■ **Assignment**
Below are some lines of data. Return all of them as they are.

(Stored data)
:::

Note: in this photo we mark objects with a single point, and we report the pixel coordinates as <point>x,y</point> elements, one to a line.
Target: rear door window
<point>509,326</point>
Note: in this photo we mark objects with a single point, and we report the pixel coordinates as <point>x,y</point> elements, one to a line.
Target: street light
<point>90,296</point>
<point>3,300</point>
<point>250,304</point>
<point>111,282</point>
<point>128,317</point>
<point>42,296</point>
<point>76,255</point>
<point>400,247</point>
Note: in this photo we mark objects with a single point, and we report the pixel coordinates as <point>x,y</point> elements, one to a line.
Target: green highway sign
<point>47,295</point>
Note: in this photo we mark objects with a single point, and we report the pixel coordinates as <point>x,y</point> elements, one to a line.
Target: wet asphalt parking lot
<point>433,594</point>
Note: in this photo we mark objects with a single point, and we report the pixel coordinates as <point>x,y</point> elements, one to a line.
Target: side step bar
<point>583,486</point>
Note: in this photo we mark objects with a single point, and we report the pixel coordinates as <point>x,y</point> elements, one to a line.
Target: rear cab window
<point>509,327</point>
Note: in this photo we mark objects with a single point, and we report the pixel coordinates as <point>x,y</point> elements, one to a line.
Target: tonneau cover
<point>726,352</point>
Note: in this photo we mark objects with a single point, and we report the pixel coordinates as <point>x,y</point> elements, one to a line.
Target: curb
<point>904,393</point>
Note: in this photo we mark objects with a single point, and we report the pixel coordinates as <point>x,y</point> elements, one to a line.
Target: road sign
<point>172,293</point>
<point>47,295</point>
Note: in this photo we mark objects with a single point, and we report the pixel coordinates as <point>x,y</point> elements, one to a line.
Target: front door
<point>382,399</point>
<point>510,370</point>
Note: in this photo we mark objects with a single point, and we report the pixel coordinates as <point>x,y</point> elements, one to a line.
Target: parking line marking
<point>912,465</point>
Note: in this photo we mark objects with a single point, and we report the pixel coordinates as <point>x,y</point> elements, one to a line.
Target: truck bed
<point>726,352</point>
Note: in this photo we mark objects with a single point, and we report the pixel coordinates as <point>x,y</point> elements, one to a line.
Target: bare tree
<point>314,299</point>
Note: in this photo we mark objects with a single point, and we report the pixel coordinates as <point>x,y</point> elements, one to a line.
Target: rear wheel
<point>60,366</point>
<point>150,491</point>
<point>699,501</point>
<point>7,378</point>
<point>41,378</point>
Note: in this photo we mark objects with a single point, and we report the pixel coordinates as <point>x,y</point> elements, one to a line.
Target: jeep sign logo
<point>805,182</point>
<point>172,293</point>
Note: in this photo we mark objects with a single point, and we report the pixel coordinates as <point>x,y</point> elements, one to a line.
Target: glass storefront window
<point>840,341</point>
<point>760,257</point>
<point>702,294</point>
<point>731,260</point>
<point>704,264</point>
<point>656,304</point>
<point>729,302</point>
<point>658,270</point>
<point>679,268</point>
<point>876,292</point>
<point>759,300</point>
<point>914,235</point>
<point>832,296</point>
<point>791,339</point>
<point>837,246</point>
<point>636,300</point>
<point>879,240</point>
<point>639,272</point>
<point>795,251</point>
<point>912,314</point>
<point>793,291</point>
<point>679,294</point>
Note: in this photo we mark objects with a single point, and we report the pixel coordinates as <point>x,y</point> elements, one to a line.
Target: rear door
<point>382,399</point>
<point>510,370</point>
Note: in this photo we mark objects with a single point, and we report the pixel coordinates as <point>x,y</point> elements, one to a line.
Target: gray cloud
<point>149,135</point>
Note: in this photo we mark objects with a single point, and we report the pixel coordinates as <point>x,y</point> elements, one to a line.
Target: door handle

:::

■ **Response**
Note: in this photo we mark objects with a single point, and we report the pixel coordinates as <point>x,y</point> elements, one to a line.
Target: rear door window
<point>509,326</point>
Note: in this photo we mark objects with a single point, and we report the pixel coordinates as <point>x,y</point> elements, one to a line.
Target: street light
<point>90,296</point>
<point>3,300</point>
<point>250,304</point>
<point>111,282</point>
<point>128,317</point>
<point>42,296</point>
<point>76,255</point>
<point>400,247</point>
Note: in this photo we mark objects with a single point, and we report the pixel coordinates as <point>x,y</point> elements, one to a line.
Target: green highway sign
<point>47,295</point>
Note: in this photo we mark objects with a single point, and we report the pixel coordinates as <point>x,y</point> elements, one to a line.
Target: wet asphalt parking lot
<point>433,594</point>
Note: in this photo we mark objects with a single point, and we report the pixel coordinates as <point>x,y</point> elements, one to a line.
Target: side step bar
<point>583,486</point>
Note: in this photo we mark objects with a single point, and we report the pixel coordinates as <point>x,y</point> elements, one to a line.
Target: rear cab window
<point>509,327</point>
Note: in this photo we mark objects with a single point, and we report the pixel coordinates as <point>x,y</point> elements, one to a line.
Target: tonneau cover
<point>726,352</point>
Note: in this photo we mark objects with a single point, and we report the pixel coordinates as <point>x,y</point> elements, one to a line.
Target: curb
<point>904,393</point>
Note: in this photo we mark objects with a single point, and we report the pixel coordinates as <point>x,y</point> elements, one to a line.
Target: road sign
<point>172,293</point>
<point>47,295</point>
Note: in this photo we mark objects with a single point, and we report the pixel coordinates as <point>x,y</point> elements, one to a line.
Target: front door
<point>382,399</point>
<point>510,370</point>
Note: in this photo we mark objects with a single point, and we report the pixel coordinates as <point>x,y</point> elements, one to a line.
Target: parking line marking
<point>912,465</point>
Note: in this photo we mark objects with a single point, and we report the pixel coordinates as <point>x,y</point> elements, one to a line.
Target: truck bed
<point>726,352</point>
Note: in this photo we mark objects with a single point, and we report the pixel coordinates as <point>x,y</point> elements, one to a line.
Target: bare tree
<point>314,299</point>
Note: in this photo we mark objects with a single point, and we report the pixel coordinates as <point>x,y</point> elements, one to a line.
Target: rear wheel
<point>60,366</point>
<point>150,491</point>
<point>699,501</point>
<point>7,378</point>
<point>41,378</point>
Note: in this photo we mark objects with a single point, and we report the pixel coordinates as <point>x,y</point> elements, one to a line.
Target: jeep sign logo
<point>805,182</point>
<point>172,293</point>
Note: in this photo we mark objects with a single point, and we report the pixel coordinates as <point>x,y</point> elements, one to a line.
Target: glass storefront window
<point>840,341</point>
<point>760,257</point>
<point>702,294</point>
<point>731,260</point>
<point>704,264</point>
<point>656,304</point>
<point>729,302</point>
<point>658,270</point>
<point>679,268</point>
<point>876,292</point>
<point>759,300</point>
<point>914,235</point>
<point>832,296</point>
<point>791,339</point>
<point>837,246</point>
<point>636,300</point>
<point>879,240</point>
<point>639,272</point>
<point>795,251</point>
<point>912,314</point>
<point>793,291</point>
<point>679,294</point>
Note: in this photo we mark objects with a single point, and we report the pixel coordinates as <point>x,y</point> elements, one to a line.
Target: rear door
<point>382,399</point>
<point>510,370</point>
Note: in this photo we mark objects with a single point, and we report the pixel coordinates as <point>x,y</point> elements, one to a line.
Target: gray cloud
<point>149,135</point>
Note: in this photo we mark objects with a single point, and we report the pixel coordinates as <point>x,y</point> elements, one to a line.
Target: door handle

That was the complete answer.